So what does this mean? Before watching Amazing Spiderman II, I was talking about bar culture, casual hookups, and hitting on members of your preferred gender with two friends. I said something that surprised me to articulate it in this way, though I know it to be true: I've never entered a room with an expectation or even a desire for "hooking up," for hitting on someone like this, and in fact, I do pretty well avoiding these kinds of contexts altogether, or any contexts that look remotely like those contexts, lest my brain explode.
The same night I was at the convention and became a fifth wheel, I set out to have dinner with two friends, one male, one female. (The nice thing about a convention in the Cities -- I get to see nearly a dozen friends from Duluth, from Minneapolis St Paul, and from the rest of Minnesota -- see you all at SpringCon in a few weeks, too.) I made plans to meet the female first, because I needed to walk to her convention hotel to meet her first (because you never let a lady walk alone in a city -- my grandfather's rules run through my dna). In doing so, I set off a button in her, I think: she replied, maybe with a little anxiety in her voice over the phone: "is it just the two of us?" No, I reassured her. We are meeting [the guy]. But part of me wanted to say: No, it is not just the two of us. That looks a little too much like the kind of encounter that I can't manage, can't control, can't even wrap my head around comfortably. I need the group of three for perhaps the same reason the dude at the start of this blog post was disappointed when a fifth person showed up -- because it shifts the dynamic to unquestionably one of a group of friends. If there were a chance it would just be the two of us, I would be using this phone call to tell you to grab dinner on your own in your hotel restaurant or with someone else.
(Or, maybe I misread her question, and all I am really recounting here is the story of my own anxieties wallpapering over reality. That happens a lot, too.)
Anyway. These are the limits within which my brain, my body and my heart operate, lately.
This post took so freaking long to write. I could have written a draft chapter of the book project I am working on with Jamie in the time it took me to write about this, because every time I reread it, I realized a section or segment where I was being inauthentic, where I was being euphemistic, where I was not being entirely clear because I wasn't being entirely honest with myself or my articulation.
But I really like the passage about reading poetry, so I think I can stop now.

YOUR TASKS -
a) Rewrite the paragraph of the blog post that begins "This post took so freaking long to write" more briefly, keeping its main facts.
b) Reproduce the stretch of the blog post from "(Or, maybe I" through "or my articulation.", word for word.
c) According to the blog post, at what event does the writer expect to see friends again in a few weeks?
The records that follow have no connection to the blog post above.

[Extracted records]
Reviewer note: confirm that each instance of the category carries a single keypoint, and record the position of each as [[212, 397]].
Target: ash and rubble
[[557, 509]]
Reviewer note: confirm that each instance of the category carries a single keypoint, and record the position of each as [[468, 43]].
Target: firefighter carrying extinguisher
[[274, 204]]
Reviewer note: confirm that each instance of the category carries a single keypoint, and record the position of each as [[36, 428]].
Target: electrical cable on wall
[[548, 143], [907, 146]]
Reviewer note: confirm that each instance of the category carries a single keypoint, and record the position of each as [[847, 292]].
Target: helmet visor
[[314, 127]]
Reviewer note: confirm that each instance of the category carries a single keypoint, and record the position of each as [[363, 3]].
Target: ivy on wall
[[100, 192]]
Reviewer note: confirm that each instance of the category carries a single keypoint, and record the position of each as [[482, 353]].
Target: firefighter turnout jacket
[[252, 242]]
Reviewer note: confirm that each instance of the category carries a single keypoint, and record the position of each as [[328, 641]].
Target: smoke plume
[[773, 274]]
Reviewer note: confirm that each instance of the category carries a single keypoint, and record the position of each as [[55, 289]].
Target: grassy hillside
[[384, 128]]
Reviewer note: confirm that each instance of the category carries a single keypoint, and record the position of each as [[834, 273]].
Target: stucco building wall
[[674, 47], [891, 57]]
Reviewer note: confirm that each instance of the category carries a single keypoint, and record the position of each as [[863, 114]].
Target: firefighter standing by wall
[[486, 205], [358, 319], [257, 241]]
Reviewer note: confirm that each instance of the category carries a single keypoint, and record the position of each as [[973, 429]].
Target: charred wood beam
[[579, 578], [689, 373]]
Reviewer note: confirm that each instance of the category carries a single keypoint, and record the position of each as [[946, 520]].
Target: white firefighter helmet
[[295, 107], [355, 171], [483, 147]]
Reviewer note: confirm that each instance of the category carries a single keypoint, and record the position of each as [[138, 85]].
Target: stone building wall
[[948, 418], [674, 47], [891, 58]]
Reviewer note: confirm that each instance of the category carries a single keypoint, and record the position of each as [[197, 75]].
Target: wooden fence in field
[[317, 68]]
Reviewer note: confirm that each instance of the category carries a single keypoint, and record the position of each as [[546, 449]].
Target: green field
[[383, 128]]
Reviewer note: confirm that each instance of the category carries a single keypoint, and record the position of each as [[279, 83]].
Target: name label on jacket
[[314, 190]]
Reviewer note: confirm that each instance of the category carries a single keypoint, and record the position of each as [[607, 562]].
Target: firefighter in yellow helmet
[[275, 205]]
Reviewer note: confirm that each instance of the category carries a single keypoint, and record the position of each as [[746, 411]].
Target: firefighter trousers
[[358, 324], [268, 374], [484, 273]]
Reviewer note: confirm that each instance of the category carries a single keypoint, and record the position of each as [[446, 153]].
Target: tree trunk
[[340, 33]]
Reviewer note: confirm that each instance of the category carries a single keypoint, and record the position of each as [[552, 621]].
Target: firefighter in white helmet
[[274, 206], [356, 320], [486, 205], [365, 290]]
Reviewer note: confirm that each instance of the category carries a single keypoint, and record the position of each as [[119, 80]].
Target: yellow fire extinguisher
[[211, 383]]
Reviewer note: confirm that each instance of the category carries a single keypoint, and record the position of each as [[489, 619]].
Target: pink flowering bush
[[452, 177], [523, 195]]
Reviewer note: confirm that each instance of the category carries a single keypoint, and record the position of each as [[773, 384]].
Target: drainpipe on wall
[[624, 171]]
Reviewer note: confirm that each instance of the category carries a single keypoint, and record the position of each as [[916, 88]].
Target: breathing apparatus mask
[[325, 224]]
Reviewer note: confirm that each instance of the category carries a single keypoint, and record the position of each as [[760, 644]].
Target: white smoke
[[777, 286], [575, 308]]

EXERCISE ANSWERS -
a) Writing this post took me so long that I could have drafted a chapter of my book project with Jamie in the same time. Each reread exposed sections where I was inauthentic, euphemistic or unclear because I was not fully honest with myself or in my articulation.

b)
(Or, maybe I misread her question, and all I am really recounting here is the story of my own anxieties wallpapering over reality. That happens a lot, too.)
Anyway. These are the limits within which my brain, my body and my heart operate, lately.
This post took so freaking long to write. I could have written a draft chapter of the book project I am working on with Jamie in the time it took me to write about this, because every time I reread it, I realized a section or segment where I was being inauthentic, where I was being euphemistic, where I was not being entirely clear because I wasn't being entirely honest with myself or my articulation.

c) SpringCon.